__DIRECTIONS FOR THIS TASK__
Count, in the data that follows, every line with the string "plaster", and give that count as the whole reply.

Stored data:
---
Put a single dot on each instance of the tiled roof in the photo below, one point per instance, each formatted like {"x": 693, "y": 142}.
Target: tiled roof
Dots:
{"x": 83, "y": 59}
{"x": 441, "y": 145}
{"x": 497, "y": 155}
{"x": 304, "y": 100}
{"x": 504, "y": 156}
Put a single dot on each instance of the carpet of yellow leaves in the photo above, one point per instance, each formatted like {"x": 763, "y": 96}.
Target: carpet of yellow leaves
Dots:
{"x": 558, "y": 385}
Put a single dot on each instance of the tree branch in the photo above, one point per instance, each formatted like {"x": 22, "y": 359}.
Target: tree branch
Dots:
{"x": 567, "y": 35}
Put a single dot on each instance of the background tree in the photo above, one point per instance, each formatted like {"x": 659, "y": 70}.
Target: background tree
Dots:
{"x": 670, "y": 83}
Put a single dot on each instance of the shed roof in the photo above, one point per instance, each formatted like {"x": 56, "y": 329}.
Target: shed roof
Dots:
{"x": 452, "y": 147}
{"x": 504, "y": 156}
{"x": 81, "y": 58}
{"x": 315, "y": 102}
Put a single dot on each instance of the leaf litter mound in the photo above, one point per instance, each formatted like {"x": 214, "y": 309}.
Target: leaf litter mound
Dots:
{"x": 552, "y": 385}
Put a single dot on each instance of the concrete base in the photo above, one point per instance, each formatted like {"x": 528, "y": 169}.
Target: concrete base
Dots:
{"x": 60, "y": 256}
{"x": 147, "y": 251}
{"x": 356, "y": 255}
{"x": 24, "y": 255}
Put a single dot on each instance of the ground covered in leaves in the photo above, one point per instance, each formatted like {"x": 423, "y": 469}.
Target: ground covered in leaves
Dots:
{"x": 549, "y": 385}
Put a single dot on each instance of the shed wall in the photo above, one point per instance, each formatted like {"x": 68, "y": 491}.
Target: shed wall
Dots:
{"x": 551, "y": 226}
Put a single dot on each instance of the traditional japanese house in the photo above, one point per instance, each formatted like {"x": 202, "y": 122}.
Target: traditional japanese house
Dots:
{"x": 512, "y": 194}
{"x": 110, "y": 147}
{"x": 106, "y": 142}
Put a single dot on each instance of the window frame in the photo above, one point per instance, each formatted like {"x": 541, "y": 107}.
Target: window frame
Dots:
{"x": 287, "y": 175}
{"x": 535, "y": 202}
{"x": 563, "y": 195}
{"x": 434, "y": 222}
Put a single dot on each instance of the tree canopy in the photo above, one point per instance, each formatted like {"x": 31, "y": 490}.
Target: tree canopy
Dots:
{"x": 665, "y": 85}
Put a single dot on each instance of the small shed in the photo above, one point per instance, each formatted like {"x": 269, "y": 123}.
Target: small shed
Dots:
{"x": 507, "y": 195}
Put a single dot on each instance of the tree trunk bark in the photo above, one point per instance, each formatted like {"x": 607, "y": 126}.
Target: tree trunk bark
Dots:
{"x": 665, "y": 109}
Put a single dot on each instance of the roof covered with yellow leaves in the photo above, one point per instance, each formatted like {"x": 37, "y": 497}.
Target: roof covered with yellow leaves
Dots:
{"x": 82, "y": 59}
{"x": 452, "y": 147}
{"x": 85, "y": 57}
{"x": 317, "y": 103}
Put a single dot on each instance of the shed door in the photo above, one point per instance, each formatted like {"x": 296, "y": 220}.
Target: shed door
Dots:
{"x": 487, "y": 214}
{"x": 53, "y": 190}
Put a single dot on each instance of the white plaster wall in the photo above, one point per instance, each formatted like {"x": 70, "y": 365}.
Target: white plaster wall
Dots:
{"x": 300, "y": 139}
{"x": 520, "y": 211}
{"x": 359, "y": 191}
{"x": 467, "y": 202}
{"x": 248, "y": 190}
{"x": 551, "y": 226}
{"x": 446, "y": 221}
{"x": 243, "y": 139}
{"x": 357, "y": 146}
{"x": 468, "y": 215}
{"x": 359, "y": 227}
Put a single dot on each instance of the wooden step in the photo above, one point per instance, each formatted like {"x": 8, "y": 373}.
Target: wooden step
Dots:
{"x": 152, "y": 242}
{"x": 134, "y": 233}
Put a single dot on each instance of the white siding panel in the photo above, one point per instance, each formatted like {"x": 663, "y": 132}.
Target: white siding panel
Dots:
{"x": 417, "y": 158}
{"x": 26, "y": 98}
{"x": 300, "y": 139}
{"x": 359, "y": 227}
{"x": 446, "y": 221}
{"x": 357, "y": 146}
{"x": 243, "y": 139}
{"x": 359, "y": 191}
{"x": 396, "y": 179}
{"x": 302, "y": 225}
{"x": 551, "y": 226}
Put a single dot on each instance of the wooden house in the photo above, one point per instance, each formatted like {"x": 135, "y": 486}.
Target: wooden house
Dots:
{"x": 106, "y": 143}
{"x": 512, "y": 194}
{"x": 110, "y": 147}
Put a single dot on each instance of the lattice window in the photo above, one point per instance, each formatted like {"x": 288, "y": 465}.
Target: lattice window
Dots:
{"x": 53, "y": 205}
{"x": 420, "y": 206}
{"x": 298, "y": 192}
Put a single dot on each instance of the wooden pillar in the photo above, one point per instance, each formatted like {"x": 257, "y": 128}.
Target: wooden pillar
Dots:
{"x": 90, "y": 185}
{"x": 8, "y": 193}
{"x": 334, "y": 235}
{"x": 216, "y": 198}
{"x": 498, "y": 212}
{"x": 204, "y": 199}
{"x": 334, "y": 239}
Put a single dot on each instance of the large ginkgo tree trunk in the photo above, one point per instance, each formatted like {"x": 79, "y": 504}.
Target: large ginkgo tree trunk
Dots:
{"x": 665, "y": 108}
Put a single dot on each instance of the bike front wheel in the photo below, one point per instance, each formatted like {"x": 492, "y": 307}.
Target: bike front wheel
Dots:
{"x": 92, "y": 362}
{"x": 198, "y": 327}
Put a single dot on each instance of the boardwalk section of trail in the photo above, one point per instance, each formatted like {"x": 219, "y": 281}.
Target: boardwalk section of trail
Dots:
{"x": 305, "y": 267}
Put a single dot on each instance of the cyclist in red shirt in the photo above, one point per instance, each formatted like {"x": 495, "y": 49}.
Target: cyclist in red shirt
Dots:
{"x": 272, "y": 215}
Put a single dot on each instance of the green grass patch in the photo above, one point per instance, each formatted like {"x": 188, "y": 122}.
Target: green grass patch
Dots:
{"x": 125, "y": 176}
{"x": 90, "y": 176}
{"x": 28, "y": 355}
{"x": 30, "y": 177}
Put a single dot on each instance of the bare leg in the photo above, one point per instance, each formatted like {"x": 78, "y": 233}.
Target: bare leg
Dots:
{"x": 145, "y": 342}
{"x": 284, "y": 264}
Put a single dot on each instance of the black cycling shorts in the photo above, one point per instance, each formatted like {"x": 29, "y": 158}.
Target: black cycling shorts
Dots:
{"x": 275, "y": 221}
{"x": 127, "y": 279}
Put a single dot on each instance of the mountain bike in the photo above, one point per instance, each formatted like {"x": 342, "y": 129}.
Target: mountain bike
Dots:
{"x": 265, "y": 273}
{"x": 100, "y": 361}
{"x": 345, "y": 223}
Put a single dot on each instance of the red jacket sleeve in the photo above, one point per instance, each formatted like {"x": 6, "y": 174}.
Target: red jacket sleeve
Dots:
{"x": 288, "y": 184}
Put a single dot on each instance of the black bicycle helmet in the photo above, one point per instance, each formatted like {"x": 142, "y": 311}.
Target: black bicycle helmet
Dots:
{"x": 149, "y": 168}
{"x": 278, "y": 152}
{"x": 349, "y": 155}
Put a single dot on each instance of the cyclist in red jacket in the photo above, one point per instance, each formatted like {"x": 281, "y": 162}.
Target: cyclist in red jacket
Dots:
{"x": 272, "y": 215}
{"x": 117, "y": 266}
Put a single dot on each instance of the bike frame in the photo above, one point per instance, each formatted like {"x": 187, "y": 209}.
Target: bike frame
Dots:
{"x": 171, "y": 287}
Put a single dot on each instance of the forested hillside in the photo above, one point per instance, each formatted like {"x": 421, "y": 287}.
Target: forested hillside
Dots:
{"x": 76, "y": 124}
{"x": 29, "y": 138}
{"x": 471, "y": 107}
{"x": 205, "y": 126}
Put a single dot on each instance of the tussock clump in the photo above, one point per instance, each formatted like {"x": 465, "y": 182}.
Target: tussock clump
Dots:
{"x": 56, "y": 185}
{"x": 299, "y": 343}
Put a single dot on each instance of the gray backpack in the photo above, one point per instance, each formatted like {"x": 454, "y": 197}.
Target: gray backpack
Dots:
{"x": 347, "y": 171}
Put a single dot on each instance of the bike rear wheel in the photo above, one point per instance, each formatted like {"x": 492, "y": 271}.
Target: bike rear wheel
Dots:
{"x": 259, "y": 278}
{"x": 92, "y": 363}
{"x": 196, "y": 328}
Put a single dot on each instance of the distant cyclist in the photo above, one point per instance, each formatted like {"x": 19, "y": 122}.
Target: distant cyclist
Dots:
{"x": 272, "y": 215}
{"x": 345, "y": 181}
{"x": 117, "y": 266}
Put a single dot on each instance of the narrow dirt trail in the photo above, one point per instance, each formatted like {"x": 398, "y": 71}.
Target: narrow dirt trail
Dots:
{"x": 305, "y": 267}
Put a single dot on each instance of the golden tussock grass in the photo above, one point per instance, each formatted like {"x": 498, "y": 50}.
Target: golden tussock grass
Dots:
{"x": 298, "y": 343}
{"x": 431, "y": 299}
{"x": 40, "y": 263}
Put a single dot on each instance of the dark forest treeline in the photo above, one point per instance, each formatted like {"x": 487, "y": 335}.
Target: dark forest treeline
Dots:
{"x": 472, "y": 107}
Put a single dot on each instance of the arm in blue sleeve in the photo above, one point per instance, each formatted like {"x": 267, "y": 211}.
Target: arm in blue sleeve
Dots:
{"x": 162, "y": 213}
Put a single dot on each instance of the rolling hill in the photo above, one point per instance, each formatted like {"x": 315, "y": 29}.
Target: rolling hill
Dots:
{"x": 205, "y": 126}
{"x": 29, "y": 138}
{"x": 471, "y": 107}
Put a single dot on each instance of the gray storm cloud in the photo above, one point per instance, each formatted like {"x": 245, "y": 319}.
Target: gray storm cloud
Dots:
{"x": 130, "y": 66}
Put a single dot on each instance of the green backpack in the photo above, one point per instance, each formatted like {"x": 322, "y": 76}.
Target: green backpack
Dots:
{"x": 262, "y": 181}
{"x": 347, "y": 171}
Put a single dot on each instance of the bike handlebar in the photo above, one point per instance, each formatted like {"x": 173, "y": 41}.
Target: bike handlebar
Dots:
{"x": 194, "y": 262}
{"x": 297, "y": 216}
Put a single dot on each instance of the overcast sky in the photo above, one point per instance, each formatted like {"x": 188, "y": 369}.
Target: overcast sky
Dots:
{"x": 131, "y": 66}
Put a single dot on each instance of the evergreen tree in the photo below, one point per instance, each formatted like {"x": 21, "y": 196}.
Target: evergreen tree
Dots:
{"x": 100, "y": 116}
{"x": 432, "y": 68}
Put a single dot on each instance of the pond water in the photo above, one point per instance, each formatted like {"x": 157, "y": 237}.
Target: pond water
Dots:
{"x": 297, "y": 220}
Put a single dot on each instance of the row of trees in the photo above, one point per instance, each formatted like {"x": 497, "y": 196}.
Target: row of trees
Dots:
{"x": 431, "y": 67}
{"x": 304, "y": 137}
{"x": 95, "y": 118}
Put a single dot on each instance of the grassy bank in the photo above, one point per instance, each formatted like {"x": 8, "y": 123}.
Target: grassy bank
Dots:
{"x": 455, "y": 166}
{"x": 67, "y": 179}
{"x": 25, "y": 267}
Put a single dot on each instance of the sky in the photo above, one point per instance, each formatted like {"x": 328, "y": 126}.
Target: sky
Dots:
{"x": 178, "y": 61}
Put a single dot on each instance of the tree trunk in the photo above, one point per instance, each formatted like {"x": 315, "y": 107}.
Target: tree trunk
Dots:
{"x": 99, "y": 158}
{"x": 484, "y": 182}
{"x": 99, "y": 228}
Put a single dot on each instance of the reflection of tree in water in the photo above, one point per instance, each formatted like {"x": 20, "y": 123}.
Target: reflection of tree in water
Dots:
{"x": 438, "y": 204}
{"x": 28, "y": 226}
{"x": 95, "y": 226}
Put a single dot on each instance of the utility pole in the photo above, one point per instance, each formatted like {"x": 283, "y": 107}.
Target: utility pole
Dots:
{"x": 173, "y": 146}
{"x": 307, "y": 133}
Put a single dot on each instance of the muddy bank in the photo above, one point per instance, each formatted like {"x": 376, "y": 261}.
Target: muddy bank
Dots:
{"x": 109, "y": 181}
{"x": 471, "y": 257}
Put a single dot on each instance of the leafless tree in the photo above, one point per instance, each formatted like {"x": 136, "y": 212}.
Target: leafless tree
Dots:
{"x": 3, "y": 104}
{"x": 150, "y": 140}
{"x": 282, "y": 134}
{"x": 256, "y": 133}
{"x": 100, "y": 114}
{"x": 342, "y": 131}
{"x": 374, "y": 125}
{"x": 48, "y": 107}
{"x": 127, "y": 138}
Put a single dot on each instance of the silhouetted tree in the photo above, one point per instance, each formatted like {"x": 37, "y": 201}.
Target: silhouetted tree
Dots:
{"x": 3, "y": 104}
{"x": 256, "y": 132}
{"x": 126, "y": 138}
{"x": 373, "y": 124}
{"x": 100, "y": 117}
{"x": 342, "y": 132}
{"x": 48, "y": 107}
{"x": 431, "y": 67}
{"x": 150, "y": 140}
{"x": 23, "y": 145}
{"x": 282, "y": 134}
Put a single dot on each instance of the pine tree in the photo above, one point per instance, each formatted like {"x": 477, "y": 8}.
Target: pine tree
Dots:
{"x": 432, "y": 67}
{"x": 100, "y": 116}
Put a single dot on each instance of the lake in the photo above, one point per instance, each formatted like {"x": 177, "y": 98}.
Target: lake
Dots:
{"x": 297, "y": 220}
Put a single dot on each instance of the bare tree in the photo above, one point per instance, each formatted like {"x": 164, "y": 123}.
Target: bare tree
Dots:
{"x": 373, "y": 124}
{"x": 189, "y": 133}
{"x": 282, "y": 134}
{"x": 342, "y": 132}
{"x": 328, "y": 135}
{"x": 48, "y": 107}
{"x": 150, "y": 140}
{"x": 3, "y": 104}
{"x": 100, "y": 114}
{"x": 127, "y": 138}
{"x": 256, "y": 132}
---
__SOLUTION TO THE PROBLEM__
2